** start DATA ROWS **

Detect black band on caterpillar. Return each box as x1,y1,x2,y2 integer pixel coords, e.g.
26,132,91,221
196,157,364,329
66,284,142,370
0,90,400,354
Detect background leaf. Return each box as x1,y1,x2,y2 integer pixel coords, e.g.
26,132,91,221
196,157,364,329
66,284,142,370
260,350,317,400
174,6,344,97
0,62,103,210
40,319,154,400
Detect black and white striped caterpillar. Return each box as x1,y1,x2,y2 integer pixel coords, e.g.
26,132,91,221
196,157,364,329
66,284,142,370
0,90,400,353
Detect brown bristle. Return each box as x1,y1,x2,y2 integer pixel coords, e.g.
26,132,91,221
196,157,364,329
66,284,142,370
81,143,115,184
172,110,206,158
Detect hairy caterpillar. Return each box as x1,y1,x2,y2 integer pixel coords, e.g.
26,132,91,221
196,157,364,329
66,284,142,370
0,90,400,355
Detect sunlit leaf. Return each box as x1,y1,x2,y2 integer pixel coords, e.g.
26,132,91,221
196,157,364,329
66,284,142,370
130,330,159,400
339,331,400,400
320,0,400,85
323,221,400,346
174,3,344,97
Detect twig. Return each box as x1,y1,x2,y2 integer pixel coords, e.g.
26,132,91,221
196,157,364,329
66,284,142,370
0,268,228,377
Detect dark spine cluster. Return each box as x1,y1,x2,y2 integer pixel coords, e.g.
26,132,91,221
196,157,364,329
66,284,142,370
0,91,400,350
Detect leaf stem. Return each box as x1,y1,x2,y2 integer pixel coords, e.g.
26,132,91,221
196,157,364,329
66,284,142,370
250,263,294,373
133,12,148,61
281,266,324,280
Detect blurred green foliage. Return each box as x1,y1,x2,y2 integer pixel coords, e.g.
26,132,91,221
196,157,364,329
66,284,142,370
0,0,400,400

** end DATA ROWS **

- INSTRUCTIONS TO FOLLOW -
Gather every line of the listing above that contains the word "each". Treat uppercase and lowercase letters as distinct.

- FULL SOLUTION -
Detect black band on caterpillar. Return each box as x1,y1,x2,y2 integer pixel coords, e.g.
Detect background leaf. Return each box as x1,y1,x2,y2 integer pixel coords, e.g.
Detect black and white striped caterpillar. Return each box as x1,y1,x2,y2 integer pixel coords, e.g.
Detect brown bristle. Return each box as x1,y1,x2,y2 integer pixel coords, e.g.
Detect hairy caterpillar. Return each box as x1,y1,x2,y2 integer pixel coords, e.g.
Detect sunlit leaf. Return each box as x1,y1,x2,y2 integer pixel coords, e.g.
Detect twig. Return each box as x1,y1,x2,y2 integer pixel coords, e.g.
Detect dark spine cluster. Return each box as x1,y1,x2,y2 integer pixel coords, e.g.
Detect leaf stem. Return each box as x1,y1,x2,y2 integer pixel coords, e.g.
Detect blurred green foliage. Return each box as x1,y1,x2,y2 integer pixel coords, e.g.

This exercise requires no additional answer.